→ Job
Format the lines of the material below, from the line containing "Please locate the dense" through the line containing "(1034, 302)", as a Markdown table with the columns Row and Line. Number each row and omit blank lines.

→ Given records
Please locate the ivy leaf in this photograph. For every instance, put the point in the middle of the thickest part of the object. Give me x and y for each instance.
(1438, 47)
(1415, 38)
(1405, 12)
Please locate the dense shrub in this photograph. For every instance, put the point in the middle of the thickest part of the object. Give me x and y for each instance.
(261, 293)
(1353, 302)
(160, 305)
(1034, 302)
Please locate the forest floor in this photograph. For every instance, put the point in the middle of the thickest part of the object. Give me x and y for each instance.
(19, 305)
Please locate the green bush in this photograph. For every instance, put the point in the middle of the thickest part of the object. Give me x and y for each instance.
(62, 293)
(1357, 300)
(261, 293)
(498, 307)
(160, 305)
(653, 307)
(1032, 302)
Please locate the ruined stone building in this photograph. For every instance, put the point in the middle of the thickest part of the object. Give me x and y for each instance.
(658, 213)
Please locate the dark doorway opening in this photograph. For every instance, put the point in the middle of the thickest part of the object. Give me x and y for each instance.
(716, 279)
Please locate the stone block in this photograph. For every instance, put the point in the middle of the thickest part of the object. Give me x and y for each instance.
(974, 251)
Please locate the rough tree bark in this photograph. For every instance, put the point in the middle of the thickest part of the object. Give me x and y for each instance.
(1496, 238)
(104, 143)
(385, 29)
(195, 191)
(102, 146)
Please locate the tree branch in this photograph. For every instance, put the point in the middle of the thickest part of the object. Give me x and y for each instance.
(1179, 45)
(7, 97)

--

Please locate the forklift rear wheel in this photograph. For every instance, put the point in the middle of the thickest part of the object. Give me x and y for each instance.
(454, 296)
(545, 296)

---

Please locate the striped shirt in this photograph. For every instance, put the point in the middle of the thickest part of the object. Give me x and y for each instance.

→ Written solution
| Row | Line |
|---|---|
| 1 | Please locate the dense shrub in this photograph. For every instance, put the point in the middle of the thickest part of the object. Give me x and y for each instance. |
| 2 | (261, 293) |
| 3 | (1353, 302) |
| 4 | (160, 305) |
| 5 | (1034, 302) |